---------- Text for analysis
Sunday, October 02, 2011

Most science is wrong

More evidence that published results are not to be trusted published in Nature. Ionnides found long ago that a large fraction of top medical studies are reversed in five years, and now a study finds that a majority of medical studies in top journals cannot be replicated. Bem's recent demonstration of psychic powers in Cornell undergradutes published in the top psych journal has forced to re-evaluate all experimental data, precisely because he did everything by the book. I've long found that more and more well established results esp in psychology have not held up under scrutiny. Johnathan Schooler has argued the absurdity in Nature of all places this is because the universe reacts whenever humans discover something, when the far more obvious conclusion is that biases in scientific publishing lead us to over-report false positives.

I would like to think economics does better, just because the standards (at least at top journals) are so high that people take years to publish, but I'm sure that if it is better, its only marginally better.

I suppose the only defense I have for Schooler's idea is that this was the premise of Second Foundation, the Asimov sci-fi book that helped inspire me to become an economist, whose precedent was that a bunch of meddling mathematicians (i.e. economists) were secretly manipulating the universe, so the rules of the universe did seem to react to human discoveries. And I suppose even less crazy, since Edmund Phelps won the Nobel Prize in Economics for showing that the Philips Curve (relationship between unemployment and inflation) stops working once people become aware that the Federal Reserve is aware of it. But there the mechanism is clear.

1 comment:

Obsinguod said...

The title's good for patting theocrats on the vascular tissue; I wonder when I'll understand why you picked it. (To...confirm our conscription to mercurial destruction and valence? Where should this be on my CV?)

Being not even wrong takes a good bit of undergrad and some Masters' work to get over, writing cleverly and without entanglements is an art and a choice of institution, having industrial voice is a distinct matter; and if you can revert melanoma but it works out within 1/2 km of sea level, surely that wasn't wrong.

Sometimes I see people cracking out their pattern language of science, or rectitude in general, and stapling everything to Canon like interferometer results; hilarity ensues, but dedication as an empiricist is subject to instrument drift.
--------------------
---------- Information
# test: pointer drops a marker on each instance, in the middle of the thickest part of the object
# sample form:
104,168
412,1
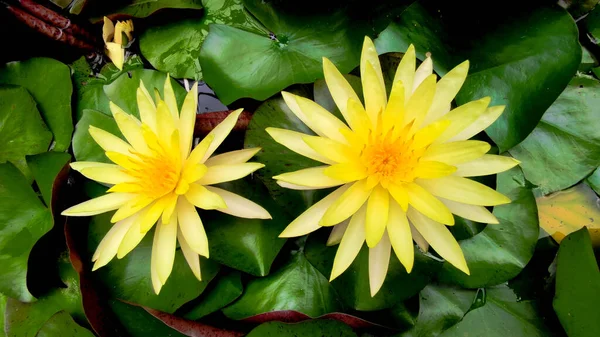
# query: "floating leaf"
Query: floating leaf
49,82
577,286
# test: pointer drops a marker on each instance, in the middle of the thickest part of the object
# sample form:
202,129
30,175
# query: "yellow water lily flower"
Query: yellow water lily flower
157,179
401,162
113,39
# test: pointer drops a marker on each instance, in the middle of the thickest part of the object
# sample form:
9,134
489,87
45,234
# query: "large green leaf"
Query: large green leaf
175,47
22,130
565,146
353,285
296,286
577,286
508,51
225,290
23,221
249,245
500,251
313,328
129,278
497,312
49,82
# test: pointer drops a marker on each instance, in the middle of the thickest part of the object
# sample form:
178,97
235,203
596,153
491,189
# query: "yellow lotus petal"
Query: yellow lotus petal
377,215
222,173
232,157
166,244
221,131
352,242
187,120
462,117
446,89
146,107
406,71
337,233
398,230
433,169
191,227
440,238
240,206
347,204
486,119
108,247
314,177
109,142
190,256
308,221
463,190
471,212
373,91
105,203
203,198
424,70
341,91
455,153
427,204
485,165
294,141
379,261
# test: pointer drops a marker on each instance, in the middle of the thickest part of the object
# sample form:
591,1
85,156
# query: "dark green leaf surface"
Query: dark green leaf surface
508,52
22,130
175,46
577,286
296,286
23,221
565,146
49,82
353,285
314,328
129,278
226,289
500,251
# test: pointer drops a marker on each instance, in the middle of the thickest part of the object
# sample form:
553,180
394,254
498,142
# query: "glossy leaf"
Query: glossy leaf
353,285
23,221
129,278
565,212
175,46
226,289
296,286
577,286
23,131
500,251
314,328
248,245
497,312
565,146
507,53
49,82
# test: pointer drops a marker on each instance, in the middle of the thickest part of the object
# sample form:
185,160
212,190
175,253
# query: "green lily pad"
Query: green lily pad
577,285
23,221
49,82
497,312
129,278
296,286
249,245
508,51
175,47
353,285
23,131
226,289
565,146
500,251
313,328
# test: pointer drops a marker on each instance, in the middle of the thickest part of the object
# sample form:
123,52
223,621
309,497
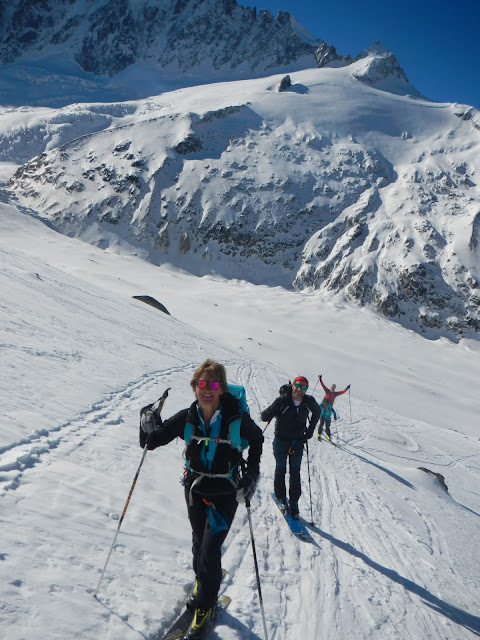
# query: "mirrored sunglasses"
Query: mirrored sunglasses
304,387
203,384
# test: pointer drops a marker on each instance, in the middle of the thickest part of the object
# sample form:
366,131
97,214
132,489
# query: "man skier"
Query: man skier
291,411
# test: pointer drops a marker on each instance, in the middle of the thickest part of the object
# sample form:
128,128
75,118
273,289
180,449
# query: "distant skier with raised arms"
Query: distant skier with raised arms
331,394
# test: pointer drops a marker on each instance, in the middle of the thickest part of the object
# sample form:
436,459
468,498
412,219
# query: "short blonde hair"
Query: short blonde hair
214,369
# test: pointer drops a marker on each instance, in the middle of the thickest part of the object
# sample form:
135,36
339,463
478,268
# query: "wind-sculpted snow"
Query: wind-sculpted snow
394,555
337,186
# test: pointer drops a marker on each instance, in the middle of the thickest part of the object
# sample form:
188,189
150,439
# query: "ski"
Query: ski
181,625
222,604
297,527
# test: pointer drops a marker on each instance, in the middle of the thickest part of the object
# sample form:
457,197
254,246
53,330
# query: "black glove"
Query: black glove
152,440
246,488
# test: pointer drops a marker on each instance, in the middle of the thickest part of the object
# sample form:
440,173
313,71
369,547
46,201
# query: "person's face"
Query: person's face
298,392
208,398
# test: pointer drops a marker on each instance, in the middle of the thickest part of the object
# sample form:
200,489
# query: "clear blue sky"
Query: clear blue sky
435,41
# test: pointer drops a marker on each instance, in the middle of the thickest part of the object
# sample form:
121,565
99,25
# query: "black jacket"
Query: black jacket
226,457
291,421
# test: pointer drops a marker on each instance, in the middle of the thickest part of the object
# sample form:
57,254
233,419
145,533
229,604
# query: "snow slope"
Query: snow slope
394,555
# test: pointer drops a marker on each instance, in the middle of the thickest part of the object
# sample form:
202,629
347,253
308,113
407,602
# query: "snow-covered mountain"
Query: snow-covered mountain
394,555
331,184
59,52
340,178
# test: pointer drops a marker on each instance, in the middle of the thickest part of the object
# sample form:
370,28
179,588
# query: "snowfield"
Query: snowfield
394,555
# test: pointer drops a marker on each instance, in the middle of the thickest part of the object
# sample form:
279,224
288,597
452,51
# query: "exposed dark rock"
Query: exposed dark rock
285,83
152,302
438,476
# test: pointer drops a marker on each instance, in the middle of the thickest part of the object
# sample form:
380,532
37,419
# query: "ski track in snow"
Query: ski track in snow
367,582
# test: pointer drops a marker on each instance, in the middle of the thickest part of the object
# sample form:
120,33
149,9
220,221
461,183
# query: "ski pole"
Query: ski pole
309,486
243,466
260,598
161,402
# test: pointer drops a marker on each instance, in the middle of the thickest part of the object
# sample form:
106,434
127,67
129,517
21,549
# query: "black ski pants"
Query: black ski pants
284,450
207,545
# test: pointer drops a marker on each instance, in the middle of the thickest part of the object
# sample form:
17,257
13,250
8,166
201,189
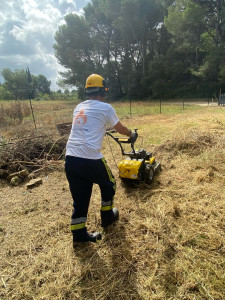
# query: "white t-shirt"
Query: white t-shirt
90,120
--------------------
---------- Information
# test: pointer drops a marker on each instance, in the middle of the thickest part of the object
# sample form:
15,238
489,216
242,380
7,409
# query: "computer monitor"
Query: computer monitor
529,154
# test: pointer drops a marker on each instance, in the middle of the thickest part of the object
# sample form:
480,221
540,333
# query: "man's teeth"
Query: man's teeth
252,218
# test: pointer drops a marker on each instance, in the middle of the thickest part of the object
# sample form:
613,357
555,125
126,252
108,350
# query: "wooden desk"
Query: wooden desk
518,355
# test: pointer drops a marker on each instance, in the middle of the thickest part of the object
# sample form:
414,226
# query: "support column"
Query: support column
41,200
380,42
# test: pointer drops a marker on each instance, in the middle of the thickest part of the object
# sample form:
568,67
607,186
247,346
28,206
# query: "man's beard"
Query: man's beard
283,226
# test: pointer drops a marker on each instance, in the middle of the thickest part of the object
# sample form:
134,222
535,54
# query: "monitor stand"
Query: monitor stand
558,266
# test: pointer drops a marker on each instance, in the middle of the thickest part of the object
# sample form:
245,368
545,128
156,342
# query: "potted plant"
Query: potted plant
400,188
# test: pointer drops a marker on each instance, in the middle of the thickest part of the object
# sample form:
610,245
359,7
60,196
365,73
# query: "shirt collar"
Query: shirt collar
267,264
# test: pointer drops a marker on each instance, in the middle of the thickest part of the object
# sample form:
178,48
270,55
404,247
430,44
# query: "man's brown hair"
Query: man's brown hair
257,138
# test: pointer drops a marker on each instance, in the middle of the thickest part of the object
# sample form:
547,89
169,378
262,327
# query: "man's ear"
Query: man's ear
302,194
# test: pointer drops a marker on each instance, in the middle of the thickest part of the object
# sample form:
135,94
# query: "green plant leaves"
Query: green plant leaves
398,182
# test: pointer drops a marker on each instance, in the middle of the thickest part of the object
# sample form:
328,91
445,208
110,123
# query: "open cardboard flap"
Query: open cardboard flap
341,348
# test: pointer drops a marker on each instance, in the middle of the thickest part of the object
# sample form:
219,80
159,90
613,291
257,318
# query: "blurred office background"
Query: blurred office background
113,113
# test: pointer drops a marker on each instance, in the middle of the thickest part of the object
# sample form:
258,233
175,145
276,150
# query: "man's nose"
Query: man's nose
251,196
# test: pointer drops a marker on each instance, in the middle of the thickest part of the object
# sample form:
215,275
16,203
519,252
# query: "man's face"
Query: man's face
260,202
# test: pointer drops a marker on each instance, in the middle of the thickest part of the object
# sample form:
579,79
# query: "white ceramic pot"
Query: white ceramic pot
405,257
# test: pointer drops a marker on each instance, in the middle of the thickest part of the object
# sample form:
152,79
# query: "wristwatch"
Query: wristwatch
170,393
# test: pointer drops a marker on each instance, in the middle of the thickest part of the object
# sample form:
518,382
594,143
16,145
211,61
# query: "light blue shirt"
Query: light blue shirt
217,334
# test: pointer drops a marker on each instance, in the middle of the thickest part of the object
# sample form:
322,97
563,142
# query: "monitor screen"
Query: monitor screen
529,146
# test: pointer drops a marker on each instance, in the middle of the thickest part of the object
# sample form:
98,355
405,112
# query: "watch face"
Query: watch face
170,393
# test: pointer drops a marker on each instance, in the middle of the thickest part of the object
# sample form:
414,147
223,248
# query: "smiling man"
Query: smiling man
--------------------
Problems and tasks —
1: Name each person the post about untrustworthy science results mentions by name, leaving out the commenter and the name in "Philips Curve".
2: Translate into French this sentence from the post about untrustworthy science results: "I've long found that more and more well established results esp in psychology have not held up under scrutiny."

Task-by-task answers —
1: Ionnides, Bem, Johnathan Schooler, Asimov, Edmund Phelps

2: Je constate depuis longtemps que de plus en plus de résultats bien établis, surtout en psychologie, n'ont pas résisté à un examen approfondi.